◆ Passage:
How one rancher restored his land to the way Mother Nature intended

Dr. Rickey Fain

Photo by Jim Lincoln

Dr. Rickey Fain purchased the Quail Ridge Ranch in 1992. Today, the ranch is open for hunts, but is also home to the largest population of black-capped vireos on privately owned land in Texas.

When Dr. Rickey Fain purchased the Quail Ridge Ranch near Glen Rose, Texas, in 1992, he would have been the first to tell you he wasn’t sure what he was doing. An outdoors enthusiast, Fain purchased the ranch with a deep desire to revert the land to the way it may have looked in the 1850s, before fencing and heavy grazing took their toll. But as a retired Dallas-area physician who lived in urban areas all his life, he had little ranching knowledge to fall back on.

"The best thing we did was tell some people we didn’t know what we were doing and that we needed some help," he says. "The amazing thing is how much help is out there; all you have to do is ask for it."

Fain’s humbleness and willingness to listen has paid off, not only for him but for the land and an endangered bird species, the black-capped vireo. By working with several state and federal wildlife and land agencies and implementing best land management practices, Fain has made Quail Ridge Ranch home to the largest population of black-capped vireos on privately owned land in the state.

◆ Written instruction 1:
Using the article about Quail Ridge Ranch, answer yes or no to whether each statement agrees with it, and quote the words that decide each one: (a) Fain bought the ranch in 1992. (b) Fain had a lot of ranching experience when he bought the land. (c) The ranch is closed to hunting today.
◆ Written instruction 2:
Set down word for word the part of the article about Quail Ridge Ranch between "When Dr. Rickey" and "fall back on.", inclusive.
You don't need the listing to complete any of this work.

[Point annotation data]
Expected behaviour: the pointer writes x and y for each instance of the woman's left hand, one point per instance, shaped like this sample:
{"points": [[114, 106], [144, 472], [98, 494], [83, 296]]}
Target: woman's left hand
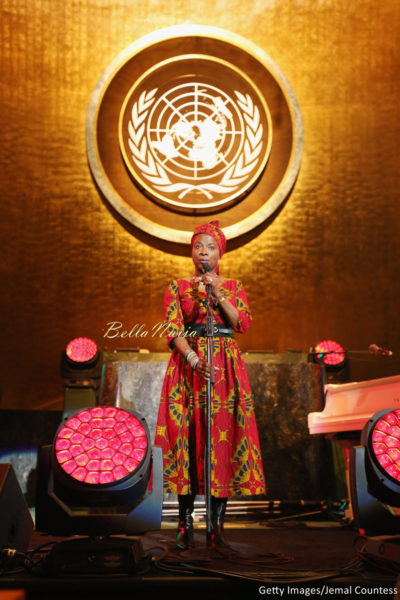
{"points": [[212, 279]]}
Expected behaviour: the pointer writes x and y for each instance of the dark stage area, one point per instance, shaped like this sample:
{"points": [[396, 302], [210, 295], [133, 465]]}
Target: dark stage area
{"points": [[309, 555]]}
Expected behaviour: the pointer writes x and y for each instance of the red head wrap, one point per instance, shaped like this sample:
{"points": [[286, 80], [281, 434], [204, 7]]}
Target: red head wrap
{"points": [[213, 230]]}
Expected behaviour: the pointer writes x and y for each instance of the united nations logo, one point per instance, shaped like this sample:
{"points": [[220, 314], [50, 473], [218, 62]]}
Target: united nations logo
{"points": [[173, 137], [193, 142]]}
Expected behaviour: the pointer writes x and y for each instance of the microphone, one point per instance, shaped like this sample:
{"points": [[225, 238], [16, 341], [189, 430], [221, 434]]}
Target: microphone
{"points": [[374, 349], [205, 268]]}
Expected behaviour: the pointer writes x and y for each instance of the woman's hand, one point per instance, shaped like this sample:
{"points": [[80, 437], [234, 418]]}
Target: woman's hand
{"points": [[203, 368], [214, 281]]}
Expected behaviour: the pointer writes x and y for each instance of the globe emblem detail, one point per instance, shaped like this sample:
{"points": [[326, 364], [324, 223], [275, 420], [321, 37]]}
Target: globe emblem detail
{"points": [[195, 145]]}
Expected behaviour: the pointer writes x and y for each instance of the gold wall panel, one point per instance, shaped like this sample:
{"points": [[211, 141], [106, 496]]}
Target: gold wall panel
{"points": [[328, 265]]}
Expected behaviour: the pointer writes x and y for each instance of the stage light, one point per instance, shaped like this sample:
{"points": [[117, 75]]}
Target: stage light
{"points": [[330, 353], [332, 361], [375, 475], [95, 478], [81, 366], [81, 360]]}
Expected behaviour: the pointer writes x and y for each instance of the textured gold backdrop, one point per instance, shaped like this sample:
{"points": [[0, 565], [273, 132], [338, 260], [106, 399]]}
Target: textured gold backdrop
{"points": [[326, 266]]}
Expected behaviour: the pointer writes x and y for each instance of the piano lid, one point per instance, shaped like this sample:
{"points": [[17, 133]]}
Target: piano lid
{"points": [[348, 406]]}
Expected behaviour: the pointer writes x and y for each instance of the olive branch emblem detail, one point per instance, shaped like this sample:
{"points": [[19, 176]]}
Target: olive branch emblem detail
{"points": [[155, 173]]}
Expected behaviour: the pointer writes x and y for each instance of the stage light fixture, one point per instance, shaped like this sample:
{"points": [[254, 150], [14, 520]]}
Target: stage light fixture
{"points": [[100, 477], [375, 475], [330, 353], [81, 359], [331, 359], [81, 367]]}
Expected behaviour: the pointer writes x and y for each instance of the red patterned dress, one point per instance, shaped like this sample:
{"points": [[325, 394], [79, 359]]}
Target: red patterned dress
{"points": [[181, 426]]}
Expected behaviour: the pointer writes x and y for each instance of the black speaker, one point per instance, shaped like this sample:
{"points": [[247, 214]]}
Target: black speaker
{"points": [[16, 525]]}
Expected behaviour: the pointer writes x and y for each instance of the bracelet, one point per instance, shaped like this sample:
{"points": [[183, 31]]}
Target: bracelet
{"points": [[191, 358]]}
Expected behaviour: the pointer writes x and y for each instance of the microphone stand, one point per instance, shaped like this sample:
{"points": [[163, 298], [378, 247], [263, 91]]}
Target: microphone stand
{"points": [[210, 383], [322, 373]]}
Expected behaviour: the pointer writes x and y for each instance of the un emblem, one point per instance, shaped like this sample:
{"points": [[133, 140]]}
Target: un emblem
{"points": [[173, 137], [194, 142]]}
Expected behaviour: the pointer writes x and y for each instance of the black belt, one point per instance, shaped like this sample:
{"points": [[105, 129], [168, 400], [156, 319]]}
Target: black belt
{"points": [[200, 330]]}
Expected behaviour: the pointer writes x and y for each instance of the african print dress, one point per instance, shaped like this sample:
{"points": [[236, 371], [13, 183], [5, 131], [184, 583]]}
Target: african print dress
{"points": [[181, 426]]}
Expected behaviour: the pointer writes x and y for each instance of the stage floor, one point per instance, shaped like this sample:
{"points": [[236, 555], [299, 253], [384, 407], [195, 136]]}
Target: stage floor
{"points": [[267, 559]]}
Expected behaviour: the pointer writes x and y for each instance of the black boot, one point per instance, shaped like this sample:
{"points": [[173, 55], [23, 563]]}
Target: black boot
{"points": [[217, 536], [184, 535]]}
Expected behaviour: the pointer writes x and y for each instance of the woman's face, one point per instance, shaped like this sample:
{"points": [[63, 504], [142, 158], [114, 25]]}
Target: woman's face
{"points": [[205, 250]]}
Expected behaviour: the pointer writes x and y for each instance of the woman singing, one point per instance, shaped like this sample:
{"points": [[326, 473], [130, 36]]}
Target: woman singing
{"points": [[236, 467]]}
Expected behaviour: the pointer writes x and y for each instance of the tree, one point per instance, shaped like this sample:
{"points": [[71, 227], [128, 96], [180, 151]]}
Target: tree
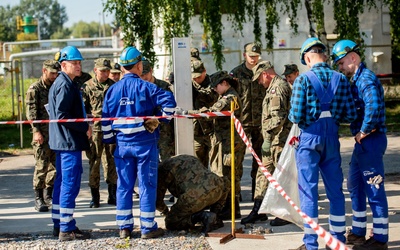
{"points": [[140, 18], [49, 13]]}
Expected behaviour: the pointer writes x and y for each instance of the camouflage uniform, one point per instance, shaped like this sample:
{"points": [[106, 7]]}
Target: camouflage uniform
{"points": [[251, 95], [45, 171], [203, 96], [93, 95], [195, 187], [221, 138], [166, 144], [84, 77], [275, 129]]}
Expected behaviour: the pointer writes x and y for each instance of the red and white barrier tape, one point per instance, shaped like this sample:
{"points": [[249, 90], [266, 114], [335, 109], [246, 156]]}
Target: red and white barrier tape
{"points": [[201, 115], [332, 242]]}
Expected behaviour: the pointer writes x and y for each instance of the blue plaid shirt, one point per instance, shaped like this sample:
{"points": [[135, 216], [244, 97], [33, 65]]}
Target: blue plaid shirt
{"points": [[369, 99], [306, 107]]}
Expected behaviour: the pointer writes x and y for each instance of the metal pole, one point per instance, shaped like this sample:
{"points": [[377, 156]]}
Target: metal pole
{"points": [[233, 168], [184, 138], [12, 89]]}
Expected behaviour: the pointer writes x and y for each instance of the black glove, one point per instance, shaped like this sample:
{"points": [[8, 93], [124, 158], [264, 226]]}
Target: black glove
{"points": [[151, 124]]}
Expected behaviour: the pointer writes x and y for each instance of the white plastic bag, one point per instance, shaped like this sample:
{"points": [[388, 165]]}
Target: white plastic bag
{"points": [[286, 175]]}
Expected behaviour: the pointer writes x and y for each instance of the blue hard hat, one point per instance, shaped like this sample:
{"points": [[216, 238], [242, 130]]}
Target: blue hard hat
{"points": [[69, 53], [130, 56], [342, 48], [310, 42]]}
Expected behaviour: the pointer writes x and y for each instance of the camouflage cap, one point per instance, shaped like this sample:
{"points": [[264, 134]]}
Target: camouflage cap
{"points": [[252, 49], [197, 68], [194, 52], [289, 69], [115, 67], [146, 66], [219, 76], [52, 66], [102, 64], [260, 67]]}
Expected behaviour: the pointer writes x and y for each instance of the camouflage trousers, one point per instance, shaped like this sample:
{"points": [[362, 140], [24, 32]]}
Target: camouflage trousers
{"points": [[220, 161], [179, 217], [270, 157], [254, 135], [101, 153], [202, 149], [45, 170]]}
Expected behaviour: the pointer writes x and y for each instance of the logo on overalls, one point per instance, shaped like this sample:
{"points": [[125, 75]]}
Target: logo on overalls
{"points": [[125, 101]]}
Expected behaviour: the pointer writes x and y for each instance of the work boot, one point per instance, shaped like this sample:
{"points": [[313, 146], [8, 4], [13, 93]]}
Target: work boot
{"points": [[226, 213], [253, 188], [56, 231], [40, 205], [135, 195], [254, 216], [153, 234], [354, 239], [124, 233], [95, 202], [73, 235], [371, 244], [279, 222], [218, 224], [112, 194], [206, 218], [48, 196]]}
* * *
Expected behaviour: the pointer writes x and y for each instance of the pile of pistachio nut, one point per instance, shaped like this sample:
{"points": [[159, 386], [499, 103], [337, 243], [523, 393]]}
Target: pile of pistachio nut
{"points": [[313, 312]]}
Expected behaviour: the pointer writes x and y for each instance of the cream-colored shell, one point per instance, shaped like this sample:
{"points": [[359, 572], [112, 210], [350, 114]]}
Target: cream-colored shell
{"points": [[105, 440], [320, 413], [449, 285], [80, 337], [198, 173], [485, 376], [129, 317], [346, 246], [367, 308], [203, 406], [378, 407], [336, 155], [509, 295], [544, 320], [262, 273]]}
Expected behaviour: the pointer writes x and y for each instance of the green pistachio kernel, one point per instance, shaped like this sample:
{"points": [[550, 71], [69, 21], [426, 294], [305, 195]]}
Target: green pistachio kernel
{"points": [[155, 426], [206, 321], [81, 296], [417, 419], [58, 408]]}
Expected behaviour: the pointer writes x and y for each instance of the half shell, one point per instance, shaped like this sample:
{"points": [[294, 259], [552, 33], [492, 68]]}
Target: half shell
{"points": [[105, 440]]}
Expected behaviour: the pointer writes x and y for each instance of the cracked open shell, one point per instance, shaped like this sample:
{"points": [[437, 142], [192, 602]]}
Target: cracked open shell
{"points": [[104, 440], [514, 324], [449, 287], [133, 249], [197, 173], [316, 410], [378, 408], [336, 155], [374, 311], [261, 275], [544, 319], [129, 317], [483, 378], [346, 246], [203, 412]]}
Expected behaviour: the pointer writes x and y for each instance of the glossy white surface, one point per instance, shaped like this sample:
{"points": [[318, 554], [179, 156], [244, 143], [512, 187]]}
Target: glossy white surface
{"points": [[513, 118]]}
...
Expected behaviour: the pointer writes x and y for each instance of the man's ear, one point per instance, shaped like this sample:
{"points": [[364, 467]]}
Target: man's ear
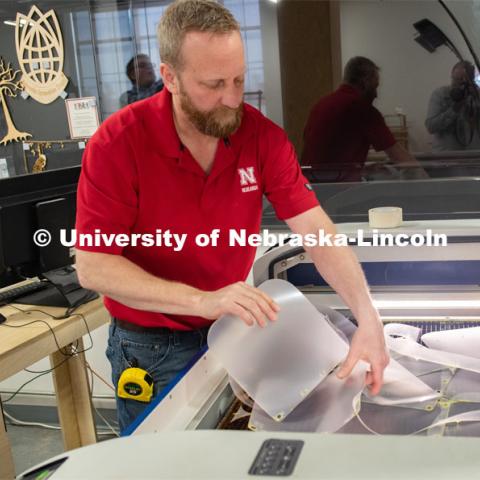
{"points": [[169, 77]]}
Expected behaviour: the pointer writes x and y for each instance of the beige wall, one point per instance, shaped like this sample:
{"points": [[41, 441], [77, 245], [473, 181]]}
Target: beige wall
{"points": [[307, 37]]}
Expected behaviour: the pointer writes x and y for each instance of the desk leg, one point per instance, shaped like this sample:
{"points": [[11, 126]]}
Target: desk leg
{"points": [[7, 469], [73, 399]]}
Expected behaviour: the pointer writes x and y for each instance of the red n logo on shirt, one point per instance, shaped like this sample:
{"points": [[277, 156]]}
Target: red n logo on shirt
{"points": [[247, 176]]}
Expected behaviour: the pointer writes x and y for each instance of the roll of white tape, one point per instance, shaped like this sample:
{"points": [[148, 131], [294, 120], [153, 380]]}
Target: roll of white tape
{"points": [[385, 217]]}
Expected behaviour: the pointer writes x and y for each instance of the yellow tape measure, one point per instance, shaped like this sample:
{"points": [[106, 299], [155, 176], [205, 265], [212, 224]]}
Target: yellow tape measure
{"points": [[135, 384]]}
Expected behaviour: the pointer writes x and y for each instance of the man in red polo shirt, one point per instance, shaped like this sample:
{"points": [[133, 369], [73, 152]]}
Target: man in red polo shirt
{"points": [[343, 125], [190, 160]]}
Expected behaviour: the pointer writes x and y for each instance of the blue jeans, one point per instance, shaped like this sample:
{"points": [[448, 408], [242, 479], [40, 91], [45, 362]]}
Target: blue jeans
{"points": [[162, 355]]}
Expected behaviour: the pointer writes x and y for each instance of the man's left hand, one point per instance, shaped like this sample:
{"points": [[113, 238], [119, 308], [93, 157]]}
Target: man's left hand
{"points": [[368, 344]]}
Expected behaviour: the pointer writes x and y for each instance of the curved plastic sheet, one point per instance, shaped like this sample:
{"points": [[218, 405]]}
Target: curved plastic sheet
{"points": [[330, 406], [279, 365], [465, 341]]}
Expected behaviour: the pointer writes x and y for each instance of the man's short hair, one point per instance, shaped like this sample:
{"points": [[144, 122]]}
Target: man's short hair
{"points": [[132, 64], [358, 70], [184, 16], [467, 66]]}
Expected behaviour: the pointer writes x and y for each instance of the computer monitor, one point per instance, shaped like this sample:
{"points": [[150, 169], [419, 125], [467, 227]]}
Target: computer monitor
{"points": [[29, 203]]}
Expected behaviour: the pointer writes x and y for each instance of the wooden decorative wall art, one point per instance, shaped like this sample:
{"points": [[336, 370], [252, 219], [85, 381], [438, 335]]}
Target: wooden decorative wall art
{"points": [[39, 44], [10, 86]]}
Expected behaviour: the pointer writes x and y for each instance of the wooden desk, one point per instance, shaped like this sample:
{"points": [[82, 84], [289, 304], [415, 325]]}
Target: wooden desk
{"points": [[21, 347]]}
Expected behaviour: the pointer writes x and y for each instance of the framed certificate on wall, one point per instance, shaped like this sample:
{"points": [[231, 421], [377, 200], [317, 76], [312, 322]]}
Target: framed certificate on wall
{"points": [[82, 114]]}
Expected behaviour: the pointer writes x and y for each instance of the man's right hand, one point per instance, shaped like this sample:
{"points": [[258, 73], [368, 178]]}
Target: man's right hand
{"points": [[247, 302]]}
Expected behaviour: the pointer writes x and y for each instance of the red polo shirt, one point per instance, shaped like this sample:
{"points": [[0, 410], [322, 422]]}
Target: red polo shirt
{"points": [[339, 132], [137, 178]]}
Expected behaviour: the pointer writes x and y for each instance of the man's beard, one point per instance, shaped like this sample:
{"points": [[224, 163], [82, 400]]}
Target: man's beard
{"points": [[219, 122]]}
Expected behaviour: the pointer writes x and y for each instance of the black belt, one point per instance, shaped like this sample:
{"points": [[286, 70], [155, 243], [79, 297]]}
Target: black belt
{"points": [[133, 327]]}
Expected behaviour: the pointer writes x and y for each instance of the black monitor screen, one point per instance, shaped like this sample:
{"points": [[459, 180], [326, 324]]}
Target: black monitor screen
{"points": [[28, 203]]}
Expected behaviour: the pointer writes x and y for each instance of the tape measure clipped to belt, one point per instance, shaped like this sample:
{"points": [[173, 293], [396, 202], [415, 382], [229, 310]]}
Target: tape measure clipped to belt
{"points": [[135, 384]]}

◆ Correct result 1:
(a) Yes: "Dr. Rickey Fain purchased the Quail Ridge Ranch in 1992."
(b) No: "he had little ranching knowledge to fall back on."
(c) No: "Today, the ranch is open for hunts"

◆ Correct result 2:
When Dr. Rickey Fain purchased the Quail Ridge Ranch near Glen Rose, Texas, in 1992, he would have been the first to tell you he wasn’t sure what he was doing. An outdoors enthusiast, Fain purchased the ranch with a deep desire to revert the land to the way it may have looked in the 1850s, before fencing and heavy grazing took their toll. But as a retired Dallas-area physician who lived in urban areas all his life, he had little ranching knowledge to fall back on.